### Task prompt
Among the entries below, find the lines with "recognition" and copy them.

### Extracted data
========

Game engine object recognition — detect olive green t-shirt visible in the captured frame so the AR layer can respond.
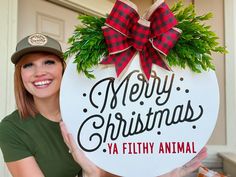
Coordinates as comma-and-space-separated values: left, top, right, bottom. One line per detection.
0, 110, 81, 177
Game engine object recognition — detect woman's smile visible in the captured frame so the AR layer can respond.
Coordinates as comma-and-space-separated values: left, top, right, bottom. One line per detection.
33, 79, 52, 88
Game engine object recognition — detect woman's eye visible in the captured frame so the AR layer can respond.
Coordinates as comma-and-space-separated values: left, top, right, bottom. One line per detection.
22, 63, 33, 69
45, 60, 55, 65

========

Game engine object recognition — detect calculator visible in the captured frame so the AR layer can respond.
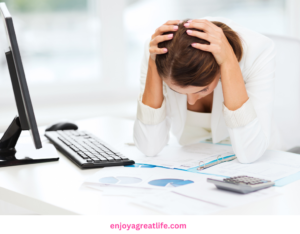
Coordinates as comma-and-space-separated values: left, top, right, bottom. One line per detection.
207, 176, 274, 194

========

### Answer space
Game engine object recognition — detect olive green t-shirt visible in the captured frame so the AR layer can respond.
Game engine object recognition — detect woman's smile visible in the captured frame so the AR layer can respond.
Game engine object recognition — detect woman's eye visible in the captured frame so the AR layer can respond.
Game engine object recognition — detect calculator visible in the captured frame so the AR layer can respond.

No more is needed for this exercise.